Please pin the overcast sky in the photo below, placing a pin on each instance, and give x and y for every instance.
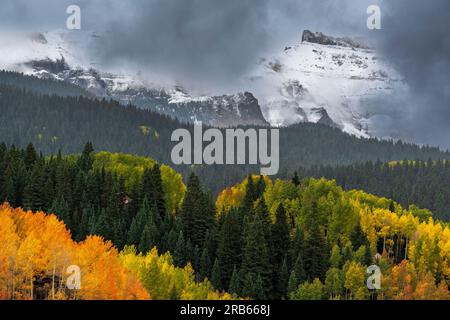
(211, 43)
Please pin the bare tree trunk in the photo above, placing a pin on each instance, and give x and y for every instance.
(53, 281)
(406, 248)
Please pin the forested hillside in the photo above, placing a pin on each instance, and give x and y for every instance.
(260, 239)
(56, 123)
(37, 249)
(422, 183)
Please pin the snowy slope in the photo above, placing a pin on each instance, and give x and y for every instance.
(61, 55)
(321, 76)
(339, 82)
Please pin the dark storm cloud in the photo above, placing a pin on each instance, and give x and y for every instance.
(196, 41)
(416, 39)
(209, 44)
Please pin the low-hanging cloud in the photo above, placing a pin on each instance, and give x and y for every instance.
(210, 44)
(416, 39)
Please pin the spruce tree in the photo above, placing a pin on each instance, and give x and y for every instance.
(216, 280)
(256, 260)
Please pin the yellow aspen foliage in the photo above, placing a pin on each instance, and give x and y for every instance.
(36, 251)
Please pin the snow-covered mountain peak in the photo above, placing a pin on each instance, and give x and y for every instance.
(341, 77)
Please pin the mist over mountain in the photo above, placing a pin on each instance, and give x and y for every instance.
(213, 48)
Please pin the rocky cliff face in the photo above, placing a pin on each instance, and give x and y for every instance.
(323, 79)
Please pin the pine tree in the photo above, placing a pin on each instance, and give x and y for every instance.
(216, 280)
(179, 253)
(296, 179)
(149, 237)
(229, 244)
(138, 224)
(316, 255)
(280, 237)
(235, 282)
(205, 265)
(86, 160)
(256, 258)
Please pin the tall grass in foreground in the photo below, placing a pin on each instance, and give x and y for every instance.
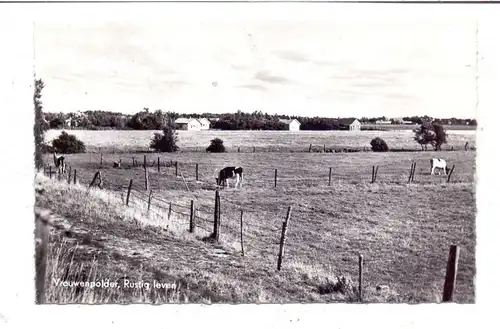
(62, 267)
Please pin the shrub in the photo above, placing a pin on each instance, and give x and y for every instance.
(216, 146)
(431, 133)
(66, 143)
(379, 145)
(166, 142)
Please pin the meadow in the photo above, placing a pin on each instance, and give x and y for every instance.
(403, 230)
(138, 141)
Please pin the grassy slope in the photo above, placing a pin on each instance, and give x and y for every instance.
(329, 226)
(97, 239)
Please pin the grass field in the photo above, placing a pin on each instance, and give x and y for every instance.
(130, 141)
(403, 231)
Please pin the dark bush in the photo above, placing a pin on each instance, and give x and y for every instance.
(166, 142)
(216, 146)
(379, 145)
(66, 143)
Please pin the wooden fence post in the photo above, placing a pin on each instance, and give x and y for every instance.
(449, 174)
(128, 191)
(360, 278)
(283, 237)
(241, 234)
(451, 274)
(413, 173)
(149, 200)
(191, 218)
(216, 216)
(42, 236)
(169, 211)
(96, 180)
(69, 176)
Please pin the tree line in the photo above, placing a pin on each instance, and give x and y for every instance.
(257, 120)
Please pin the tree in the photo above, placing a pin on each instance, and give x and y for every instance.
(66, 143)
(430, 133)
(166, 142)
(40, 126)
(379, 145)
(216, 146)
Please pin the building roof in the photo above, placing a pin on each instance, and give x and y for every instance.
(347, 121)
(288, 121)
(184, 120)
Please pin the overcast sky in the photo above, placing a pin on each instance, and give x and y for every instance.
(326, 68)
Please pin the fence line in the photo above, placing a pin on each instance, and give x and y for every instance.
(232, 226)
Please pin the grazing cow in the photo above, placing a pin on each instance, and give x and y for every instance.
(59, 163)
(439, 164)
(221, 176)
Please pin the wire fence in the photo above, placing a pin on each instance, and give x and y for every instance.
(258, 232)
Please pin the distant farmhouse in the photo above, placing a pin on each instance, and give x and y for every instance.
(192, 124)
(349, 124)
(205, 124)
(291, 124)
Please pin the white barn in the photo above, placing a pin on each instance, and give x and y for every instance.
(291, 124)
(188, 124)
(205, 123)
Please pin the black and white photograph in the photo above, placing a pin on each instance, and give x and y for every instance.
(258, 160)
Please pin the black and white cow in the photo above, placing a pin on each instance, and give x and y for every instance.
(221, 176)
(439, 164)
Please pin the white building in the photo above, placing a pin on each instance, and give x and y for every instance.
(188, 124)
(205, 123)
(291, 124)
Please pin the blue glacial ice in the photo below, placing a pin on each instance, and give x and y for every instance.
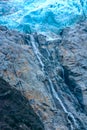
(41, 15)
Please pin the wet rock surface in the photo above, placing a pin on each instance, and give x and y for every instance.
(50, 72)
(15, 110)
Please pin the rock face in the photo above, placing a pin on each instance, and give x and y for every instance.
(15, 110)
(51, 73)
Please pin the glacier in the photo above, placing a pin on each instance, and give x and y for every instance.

|---|

(About this exercise) The whole listing above is to be repeated exactly, apart from its pictures.

(Solution for this exercise)
Please pin the overcast sky in the photo below, placing a pin on each instance, and give x and y for every instance.
(211, 43)
Please pin the bare tree trunk in the photo above, placing a pin on each instance, and give x and y for every instance.
(53, 281)
(406, 248)
Please pin the forested hillside in the photo above, placing a pin on each instance, and give x and y for every instance.
(260, 239)
(56, 123)
(37, 249)
(422, 183)
Please pin the snowy slope in the photo above, placing a pin on each instance, and give x and y for every instance.
(61, 55)
(321, 76)
(339, 82)
Please pin the dark storm cloud in the photo above, placing a pin on each instance, and give x and y for every instance.
(196, 41)
(416, 39)
(209, 44)
Please pin the low-hanging cloud in the photo above, placing a pin on each instance, and give x and y for every instance.
(210, 44)
(416, 39)
Please pin the spruce tree in the photo above, placing a pin on each instance, and give x and y for every instance.
(216, 280)
(256, 260)
Please pin the yellow aspen foliage in the photo above, placing a pin on each instance, and give x and y for every instance.
(36, 251)
Please pin the snow-covered mountain peak in the photo above, placing a pin on each instance, and give x and y for every instance.
(341, 77)
Please pin the mist over mountain in the photo above, placing a pin on each instance, and give x and y for every instance.
(213, 48)
Please pin the rocky cliff face in the photo above, placing a pin on each instance, and give x and y for every instance.
(323, 79)
Please pin the pine tree in the photo above, placing a pin on each instance, and give x and y for every instance.
(216, 280)
(179, 253)
(296, 179)
(149, 237)
(229, 244)
(138, 224)
(316, 255)
(280, 237)
(235, 282)
(205, 265)
(86, 160)
(256, 258)
Please pin the tall grass in foreground in the photo below, placing a pin on each instance, and give x and y for every instance.
(62, 267)
Please pin the shrub in the photo above, placing a pin on each instance, and give x and y for every instance.
(216, 146)
(431, 133)
(66, 143)
(379, 145)
(166, 142)
Please pin the meadow in the photo above, placing a pin on each instance, and give x and y for every instance.
(403, 230)
(138, 141)
Please pin the grassy slope in the photo above, placing a pin on each instance, and give x and y for every instance.
(329, 226)
(97, 239)
Please pin the grass field in the photo above, placing a pin on each instance, and give x and y for every instance.
(130, 141)
(403, 231)
Please pin the dark bush in the photo above, placing a pin on each instance, and give x and y for every instance.
(166, 142)
(216, 146)
(379, 145)
(66, 143)
Please pin the wooden fence post in the photo above, placing a pin on each instance, and give x and y for every instance.
(449, 174)
(128, 191)
(360, 278)
(283, 237)
(241, 234)
(451, 274)
(413, 173)
(149, 200)
(191, 218)
(216, 216)
(42, 236)
(169, 211)
(96, 180)
(69, 176)
Please pin the tree line in the photo above, placing a pin on each instance, and give x and y for every instance.
(257, 120)
Please pin the tree in the photo above, placing a pin on each instance, and give x and y for every instance.
(66, 143)
(430, 133)
(166, 142)
(40, 126)
(379, 145)
(216, 146)
Please pin the building roof in the photo above, placing a pin on each instance, and give x and y for every instance.
(347, 121)
(288, 121)
(184, 120)
Please pin the overcast sky in the photo above, placing a pin on each instance, and give x and y for every instance.
(326, 68)
Please pin the fence line in the photo above, placing a pin on each instance, and give x and y for every instance.
(232, 226)
Please pin the grazing cow in the photo above, placing a pin on each instance, and give x and y for every instance.
(59, 163)
(439, 164)
(221, 176)
Please pin the wire fence in the photo above, placing a pin on each instance, and give x and y for every instance.
(258, 232)
Please pin the distant farmhouse in the photo above, placing a pin on each instance, and give x and y for every instance.
(192, 124)
(349, 124)
(205, 124)
(291, 124)
Please pin the white barn in the photo above, placing a pin on each instance, and give x and y for every instance.
(291, 124)
(188, 124)
(205, 123)
Please pin the black and white photograph in the photo above, placing a pin on each instance, and give x and y for every instance.
(258, 160)
Please pin the black and white cow in the photo above, placing a pin on each instance, and give x and y for every instance.
(221, 176)
(439, 164)
Please pin the white building in the photo above, placing a pin on each instance, and give x and y for every instance.
(188, 124)
(205, 123)
(291, 124)
Please pin the blue glacial ice in the photo below, placing a pin on each instance, and give x and y for every instance.
(41, 15)
Please pin the wet rock surface in the photo above, placing a pin on each instance, and give x and y for every instance.
(50, 72)
(15, 110)
Please pin the rock face in the photo above, placing a pin on each instance, and give x and y for every instance.
(15, 110)
(51, 73)
Please pin the glacier in the photo above, placing a pin on each instance, and give x and y for every instance.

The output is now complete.